[Opening Quoted passage section]

John Klein who was a witness to my parents' wedding later married Miss Ida Zahn of Little Cypress. She was a daughter of Jacob Zahn and therefore my father's niece, and by her marriage she became my father's sister-in-law as well. For that reason she was my cousin as well as my aunt.

After his marriage, my father lived in Houston with his young bride, for my mother was only about seventeen and a half years of age at the time of her wedding. Their home in Houston was a rented house, located in the lst ward near the Old Water Stand-Pipe just north of Buffalo Bayou. There in that home in Houston I was born on March 6 in the year of 1884. It was a little over a month later that I was baptized in Trinity Lutheran Church, which was then located on Louisiana Street. My Baptismal Certificate states that my baptism was performed on April 20, 1884, by pastor Gotthord Kuehn. The sponsors were my maternal grandparents, Adam and Friedericke Klein, and Peter and Johanna Arverson, friends and neighbors of my parents. My name on my Baptismal Certificate is recorded as, "Eduart Otto Bahr." Since my parents called me Otto, I have reversed the order, and I sign my name Otto Edward Bahr.

II


MY MOTHER'S FAMILY


My mother's father, Adam Klein, was born in south Germany, then known as Swabia, in the Kingdom of Wuertemberg. His hometown was Stutgard. My grandmother, Friedericke Klenk Klein, was also born in Stutgard. They came to the United States of America as the aftermath of a revolutionary movement in Germany which took place in the year of 1848. My grandfather was involved in this revolution. It was the same revolution in which Carl Schurtz, later the great American Statesman, had participated during his University days. When the revolution was surpressed, both Schurtz and Klein and hundreds of others had to flee Germany in order to escape arrest and imprisonment. Both Klein and Schurtz fled to America. My grandfather arrived in 1849; Carl Schurtz came over in 1852.

My grandfather had fled, first to nearby Switzerland. From there he made his way into France to the harbor city of Brest. From Brest he wrote to Miss Friedericke Klenk, to whom he was bespoken, that he intended to leave Brest some time for America on a sailing vessel and that, if she were minded to go along with him as his wife, she should meet him in Brest at a certain time.

Miss Klenk accepted his proposal and met him in Brest. She did this despite the advice she received from her parents in Stutgard, who were wealthy people. Grandfather Klein must also have been well to do, for he engaged passage for both of them on a certain sail ship, which was headed for Baltimore, Maryland. They were married by the Captain of that sailing vessel on the high sea. However, the ship did not reach its intended destination. A great hurricane blew it far off from its course and almost wrecked the ship. It was three months before land was sighted. When at last the ship's anchor was dropped and a landing was made, the passengers and crew learned that their ship had missed the mainland of America altogether. They had landed on the shores of Cuba, with most of them sufferlng from Scorbut and other diseases caused by foul water and malnutrition. In Cuba the Captain and crew somewhat repaired the damages wrought by the storm and renewed their food and water supply. After the crew and passengers of the ship had to some extent recovered their health and strength by the use of fresh vegetables and citrus fruit in their diet, the Captain made the announcement to his passengers that he would not undertake to continue his journey to Baltimore with his ship in the condition in which the storm had left it, but that he would set sail for a much nearer port, namely that of New Orleans, Louisiana, and that his passengers could choose either to continue with him to that port or else leave the ship and disembark at Cuba and there find a ship to take them to Baltimore. Grandfather Klein and his bride chose to go to New orleans with the crippled ship and try their fortunes there.

[Closing Quoted passage section]

* Set of tasks:
• a. Write out the passage of the family memoir between "John Klein who" and "as my aunt.", inclusive.
• b. Answer these questions from the family memoir:
(i) On what date was the narrator baptized?
(ii) What city was Adam Klein's hometown?
(iii) Where did the ship carrying Adam Klein and his bride make land after the hurricane?
• c. How does the family memoir go on? Continue it from its final sentence.

[Opening Recorded data section]

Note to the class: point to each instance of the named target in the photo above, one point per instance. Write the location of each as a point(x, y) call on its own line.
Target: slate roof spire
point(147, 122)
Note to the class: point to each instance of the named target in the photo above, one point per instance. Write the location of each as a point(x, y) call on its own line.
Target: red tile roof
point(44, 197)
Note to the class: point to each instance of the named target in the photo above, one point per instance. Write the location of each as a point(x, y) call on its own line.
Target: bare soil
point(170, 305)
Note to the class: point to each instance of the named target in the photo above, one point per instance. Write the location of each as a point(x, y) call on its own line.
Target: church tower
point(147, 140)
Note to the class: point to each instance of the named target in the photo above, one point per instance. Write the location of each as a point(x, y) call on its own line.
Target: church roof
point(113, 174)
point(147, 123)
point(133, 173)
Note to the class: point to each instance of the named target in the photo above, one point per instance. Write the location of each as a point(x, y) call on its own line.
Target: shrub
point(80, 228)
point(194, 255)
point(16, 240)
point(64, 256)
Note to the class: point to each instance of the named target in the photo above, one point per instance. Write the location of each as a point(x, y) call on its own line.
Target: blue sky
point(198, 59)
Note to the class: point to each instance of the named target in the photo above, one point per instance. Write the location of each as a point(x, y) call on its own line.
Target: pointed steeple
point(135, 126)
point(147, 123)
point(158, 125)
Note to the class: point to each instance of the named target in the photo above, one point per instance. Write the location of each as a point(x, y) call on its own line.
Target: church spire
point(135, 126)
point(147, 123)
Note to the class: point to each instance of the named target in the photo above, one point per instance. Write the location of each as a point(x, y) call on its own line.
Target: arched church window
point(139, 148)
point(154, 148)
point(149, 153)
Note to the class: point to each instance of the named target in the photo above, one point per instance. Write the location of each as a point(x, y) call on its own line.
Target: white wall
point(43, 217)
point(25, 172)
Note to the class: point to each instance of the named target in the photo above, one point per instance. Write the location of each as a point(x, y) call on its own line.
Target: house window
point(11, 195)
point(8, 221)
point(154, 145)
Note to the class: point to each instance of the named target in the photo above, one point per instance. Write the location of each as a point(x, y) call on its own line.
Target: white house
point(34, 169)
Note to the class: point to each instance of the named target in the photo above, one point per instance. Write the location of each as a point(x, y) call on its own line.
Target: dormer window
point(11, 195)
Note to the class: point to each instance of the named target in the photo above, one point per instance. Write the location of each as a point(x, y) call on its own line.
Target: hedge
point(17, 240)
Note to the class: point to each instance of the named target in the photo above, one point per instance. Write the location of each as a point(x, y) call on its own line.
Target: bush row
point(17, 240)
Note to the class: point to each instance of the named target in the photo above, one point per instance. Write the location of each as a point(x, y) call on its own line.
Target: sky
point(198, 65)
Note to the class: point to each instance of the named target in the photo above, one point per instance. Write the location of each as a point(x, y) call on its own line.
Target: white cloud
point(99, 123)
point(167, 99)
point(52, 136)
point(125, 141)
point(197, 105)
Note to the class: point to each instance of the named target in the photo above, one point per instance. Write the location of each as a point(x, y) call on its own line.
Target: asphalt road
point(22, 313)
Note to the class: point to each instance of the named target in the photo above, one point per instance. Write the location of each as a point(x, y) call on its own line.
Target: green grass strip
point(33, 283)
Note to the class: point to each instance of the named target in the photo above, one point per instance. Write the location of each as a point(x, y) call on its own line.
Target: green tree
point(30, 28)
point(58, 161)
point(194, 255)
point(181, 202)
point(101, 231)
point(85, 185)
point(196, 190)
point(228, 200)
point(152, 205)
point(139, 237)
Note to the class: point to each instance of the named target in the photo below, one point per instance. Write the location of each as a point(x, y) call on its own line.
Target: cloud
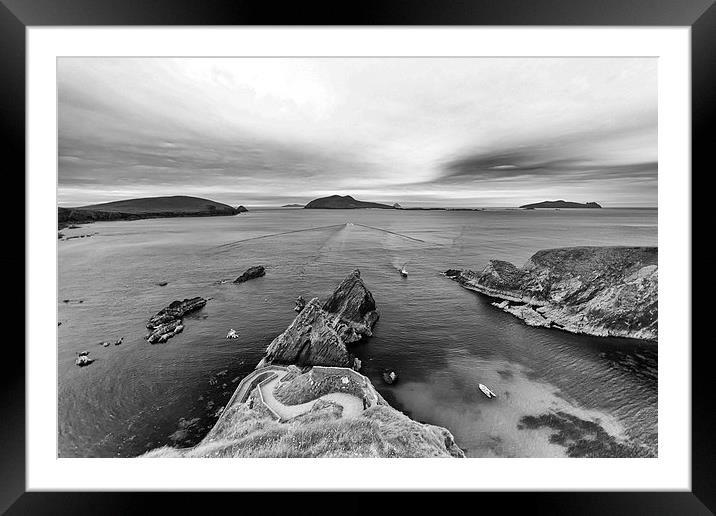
point(436, 131)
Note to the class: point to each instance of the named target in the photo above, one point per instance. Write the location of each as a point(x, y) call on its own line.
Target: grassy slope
point(344, 202)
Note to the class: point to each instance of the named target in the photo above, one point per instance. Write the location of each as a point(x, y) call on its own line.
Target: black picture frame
point(700, 15)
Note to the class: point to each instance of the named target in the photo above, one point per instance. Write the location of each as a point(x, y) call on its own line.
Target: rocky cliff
point(320, 333)
point(307, 410)
point(561, 204)
point(606, 291)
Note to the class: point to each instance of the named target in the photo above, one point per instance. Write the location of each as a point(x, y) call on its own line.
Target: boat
point(486, 391)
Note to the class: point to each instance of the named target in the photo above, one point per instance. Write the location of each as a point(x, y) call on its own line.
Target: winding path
point(267, 378)
point(352, 405)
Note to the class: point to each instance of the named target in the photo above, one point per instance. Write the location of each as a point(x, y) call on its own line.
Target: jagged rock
point(251, 273)
point(83, 359)
point(176, 310)
point(606, 291)
point(168, 321)
point(319, 334)
point(390, 377)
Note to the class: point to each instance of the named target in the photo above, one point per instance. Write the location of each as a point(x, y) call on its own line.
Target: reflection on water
point(441, 339)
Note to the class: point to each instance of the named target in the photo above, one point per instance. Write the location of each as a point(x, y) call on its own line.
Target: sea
point(442, 340)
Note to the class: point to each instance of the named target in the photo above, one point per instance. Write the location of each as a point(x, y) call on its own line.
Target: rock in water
point(319, 334)
point(300, 418)
point(168, 321)
point(605, 291)
point(354, 308)
point(251, 273)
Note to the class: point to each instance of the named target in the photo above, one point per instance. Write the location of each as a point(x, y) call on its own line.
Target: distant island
point(344, 202)
point(145, 208)
point(560, 204)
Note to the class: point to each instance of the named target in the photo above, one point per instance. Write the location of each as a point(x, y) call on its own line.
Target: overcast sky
point(417, 131)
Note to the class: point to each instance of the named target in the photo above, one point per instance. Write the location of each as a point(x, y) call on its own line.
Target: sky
point(432, 132)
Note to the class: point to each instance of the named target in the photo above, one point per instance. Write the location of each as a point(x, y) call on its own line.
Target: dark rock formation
point(606, 291)
point(252, 272)
point(344, 202)
point(249, 427)
point(168, 321)
point(560, 204)
point(145, 208)
point(353, 308)
point(390, 377)
point(319, 334)
point(83, 359)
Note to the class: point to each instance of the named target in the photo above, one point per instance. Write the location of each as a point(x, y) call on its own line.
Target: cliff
point(320, 333)
point(145, 208)
point(308, 410)
point(561, 204)
point(345, 202)
point(605, 291)
point(253, 424)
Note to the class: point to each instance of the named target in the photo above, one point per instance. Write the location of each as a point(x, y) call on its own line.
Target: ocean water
point(441, 339)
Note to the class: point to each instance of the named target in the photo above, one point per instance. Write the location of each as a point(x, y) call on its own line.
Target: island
point(307, 399)
point(344, 202)
point(145, 208)
point(560, 204)
point(604, 291)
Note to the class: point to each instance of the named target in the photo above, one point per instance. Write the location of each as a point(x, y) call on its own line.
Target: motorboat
point(486, 391)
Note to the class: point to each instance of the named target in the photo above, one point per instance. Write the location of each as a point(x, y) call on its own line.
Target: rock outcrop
point(251, 273)
point(249, 428)
point(353, 307)
point(344, 202)
point(168, 321)
point(319, 333)
point(560, 204)
point(605, 291)
point(303, 410)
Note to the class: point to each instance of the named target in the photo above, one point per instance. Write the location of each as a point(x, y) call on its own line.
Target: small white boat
point(486, 391)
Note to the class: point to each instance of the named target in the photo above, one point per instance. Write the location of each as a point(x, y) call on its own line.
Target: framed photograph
point(290, 251)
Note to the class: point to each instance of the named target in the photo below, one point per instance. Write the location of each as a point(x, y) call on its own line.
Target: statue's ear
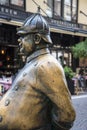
point(37, 38)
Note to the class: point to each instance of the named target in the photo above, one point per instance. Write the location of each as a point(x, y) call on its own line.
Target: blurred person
point(39, 98)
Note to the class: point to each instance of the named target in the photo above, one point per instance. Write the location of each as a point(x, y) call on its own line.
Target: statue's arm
point(53, 84)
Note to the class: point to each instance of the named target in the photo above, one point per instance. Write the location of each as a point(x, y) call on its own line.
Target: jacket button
point(0, 118)
point(7, 102)
point(16, 88)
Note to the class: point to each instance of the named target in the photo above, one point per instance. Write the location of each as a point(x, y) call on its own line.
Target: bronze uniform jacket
point(40, 83)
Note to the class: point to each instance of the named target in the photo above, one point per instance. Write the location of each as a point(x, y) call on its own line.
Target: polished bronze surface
point(39, 96)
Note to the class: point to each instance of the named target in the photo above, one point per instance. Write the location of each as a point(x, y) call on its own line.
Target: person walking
point(39, 98)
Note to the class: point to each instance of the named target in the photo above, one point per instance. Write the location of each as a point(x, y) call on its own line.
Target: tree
point(80, 49)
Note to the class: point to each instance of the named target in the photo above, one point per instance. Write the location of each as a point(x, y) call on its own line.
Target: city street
point(80, 105)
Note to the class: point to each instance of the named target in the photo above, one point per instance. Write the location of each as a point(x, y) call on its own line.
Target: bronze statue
point(39, 98)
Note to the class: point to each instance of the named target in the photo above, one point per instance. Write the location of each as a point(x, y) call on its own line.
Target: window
point(65, 9)
point(4, 2)
point(57, 8)
point(17, 4)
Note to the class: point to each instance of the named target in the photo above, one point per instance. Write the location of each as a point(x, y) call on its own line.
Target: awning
point(68, 32)
point(11, 22)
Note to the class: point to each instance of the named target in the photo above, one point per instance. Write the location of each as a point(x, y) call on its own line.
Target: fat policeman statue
point(39, 98)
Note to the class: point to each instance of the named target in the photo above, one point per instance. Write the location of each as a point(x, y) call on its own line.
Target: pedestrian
point(39, 98)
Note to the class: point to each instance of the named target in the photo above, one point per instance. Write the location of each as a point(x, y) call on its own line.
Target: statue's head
point(34, 29)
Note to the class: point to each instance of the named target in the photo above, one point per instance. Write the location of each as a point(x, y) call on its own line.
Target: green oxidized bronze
point(39, 98)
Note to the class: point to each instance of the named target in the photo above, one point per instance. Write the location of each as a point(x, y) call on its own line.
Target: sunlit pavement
point(80, 105)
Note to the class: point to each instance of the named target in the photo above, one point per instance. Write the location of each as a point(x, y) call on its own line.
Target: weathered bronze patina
point(39, 98)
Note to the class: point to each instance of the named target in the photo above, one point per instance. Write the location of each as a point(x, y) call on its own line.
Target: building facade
point(68, 26)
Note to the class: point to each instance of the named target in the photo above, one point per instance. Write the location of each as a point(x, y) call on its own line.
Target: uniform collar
point(38, 53)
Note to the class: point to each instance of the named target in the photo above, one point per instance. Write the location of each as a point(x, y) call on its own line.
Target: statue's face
point(26, 44)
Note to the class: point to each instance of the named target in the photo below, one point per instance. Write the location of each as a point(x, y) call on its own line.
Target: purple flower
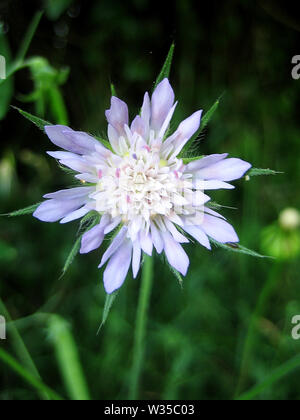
point(142, 187)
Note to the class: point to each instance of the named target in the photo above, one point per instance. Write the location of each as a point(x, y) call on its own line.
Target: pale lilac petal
point(161, 103)
point(75, 215)
point(54, 210)
point(112, 226)
point(70, 193)
point(213, 185)
point(117, 268)
point(175, 254)
point(184, 132)
point(77, 164)
point(114, 137)
point(62, 155)
point(136, 258)
point(219, 229)
point(93, 239)
point(213, 213)
point(116, 243)
point(167, 121)
point(66, 138)
point(157, 239)
point(225, 170)
point(174, 232)
point(199, 235)
point(138, 126)
point(117, 115)
point(205, 162)
point(146, 243)
point(146, 110)
point(93, 179)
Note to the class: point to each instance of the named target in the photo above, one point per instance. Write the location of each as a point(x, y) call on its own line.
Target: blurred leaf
point(107, 307)
point(25, 44)
point(23, 212)
point(204, 122)
point(35, 120)
point(68, 359)
point(238, 248)
point(279, 373)
point(55, 8)
point(6, 85)
point(113, 90)
point(27, 376)
point(18, 63)
point(258, 172)
point(165, 71)
point(7, 252)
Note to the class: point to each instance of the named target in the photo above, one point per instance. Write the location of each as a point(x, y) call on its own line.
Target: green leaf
point(238, 249)
point(27, 376)
point(87, 223)
point(259, 172)
point(6, 85)
point(279, 373)
point(107, 307)
point(204, 122)
point(68, 359)
point(74, 251)
point(165, 71)
point(105, 143)
point(25, 44)
point(40, 123)
point(55, 8)
point(23, 212)
point(113, 90)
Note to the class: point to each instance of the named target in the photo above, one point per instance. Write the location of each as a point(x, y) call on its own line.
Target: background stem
point(140, 328)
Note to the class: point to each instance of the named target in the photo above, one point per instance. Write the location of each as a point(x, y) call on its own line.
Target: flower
point(141, 186)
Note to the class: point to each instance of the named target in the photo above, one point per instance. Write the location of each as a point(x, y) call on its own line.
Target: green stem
point(251, 335)
point(140, 328)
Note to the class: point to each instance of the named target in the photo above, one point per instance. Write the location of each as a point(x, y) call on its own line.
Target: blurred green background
point(229, 328)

[Closing Recorded data section]

* Responses in order:
• a.
John Klein who was a witness to my parents' wedding later married Miss Ida Zahn of Little Cypress. She was a daughter of Jacob Zahn and therefore my father's niece, and by her marriage she became my father's sister-in-law as well. For that reason she was my cousin as well as my aunt.

• b.
(i) April 20, 1884
(ii) Stutgard
(iii) The shores of Cuba

• c.
At New Orleans, grandfather was told that many Gerrlan immigrants had sailed up the Mississippi River for St. Louis, Missouri, and had settled there. It was at this time that grandmother remembered that some of her relatives, some other Klenks, that had gone to America and had located on Hermann, Missouri. As a result of this information, grandfather engaged passage for himself and his bride on a River Steamer for St. Louis, Missouri. At St. Louis they boarded another steamboat which plied the Missouri River, for Hermann, Missouri, some sixty miles to the west of St. Louis.

Hermann, Missouri was a town settled by a colony of Germans. This colony had obtained a special charter from the State of Missouri, which permitted them not only to make their own laws and regulations but also to carry on all legal business in the German language. However, when my grandparents at last arrived in Hermann, they found that the German colony there was a group of so-called Free Thinkers: Atheists, who did not believe in God. These people had, in agreement with their convictions, passed a regulation which forever forbade the establishment of a church in Hermann and clergymen were forever barred from dwelling or preaching in that town. It is understandable that this provision did not please my grandparents, for they were believing Christians and they made up their minds not to locate in Hermann permanently.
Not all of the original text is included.